Significant digits in a float?
Steven D'Aprano
steve at pearwood.info
Tue Apr 29 01:43:19 EDT 2014
On Tue, 29 Apr 2014 13:23:07 +1000, Ben Finney wrote:
> Steven D'Aprano <steve+comp.lang.python at pearwood.info> writes:
>
>> By the way, you contradict yourself here. Earlier, you described 38.0
>> as having zero decimal places (which is wrong). Here you describe it as
>> having one, which is correct, and then in a later post you describe it
>> as having zero decimal places again.
>
> I get the impression that this is at the core of the misunderstanding.
> Having a number's representation ending in “….0” does not mean zero
> decimal places; it has exactly one. The value's representation contains
> the digit “0” after the decimal point, but that digit is significant to
> the precision of the representation.
>
> If the problem could be stated such that “38.0” and “38” and “38.000”
> are consistently described with the correct number of decimal digits of
> precision (in those examples: one, zero, and three), maybe the
> discussion would make more sense.
It's actually trickier than that. Digits of precision can refer to
measurement error, or to the underlying storage type. Python floats are C
doubles, so they have 64 bits of precision (approximately 17 decimal
digits, if I remember correctly) regardless of the precision of the
measurement. The OP (Roy) is, I think, trying to guess the measurement
precision after the fact, given a float. If the measurement error really
does differ from value to value, I don't think he'll have much luck:
given a float like 23.0, all we can say is that it has *at least* zero
significant decimal places. 23.1 has at least one, 23.1111 has at least
four.

#### [Given request]
In the thread on significant digits in a float, why does a number written as "38.0" have one decimal place rather than zero? Answer in one to three sentences. The listing that follows has nothing to do with the thread on significant digits in a float.

#### [Data extract]
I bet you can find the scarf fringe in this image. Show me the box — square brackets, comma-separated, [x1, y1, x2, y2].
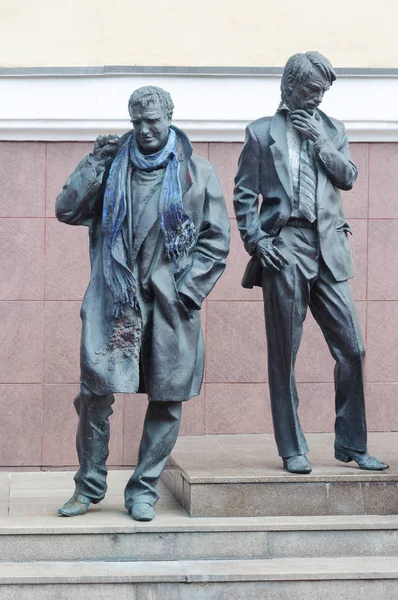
[102, 129, 196, 318]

#### [Correct response]
Its representation contains the digit "0" after the decimal point, and that digit is significant to the precision of the representation. A representation ending in ".0" therefore has exactly one decimal place, not zero.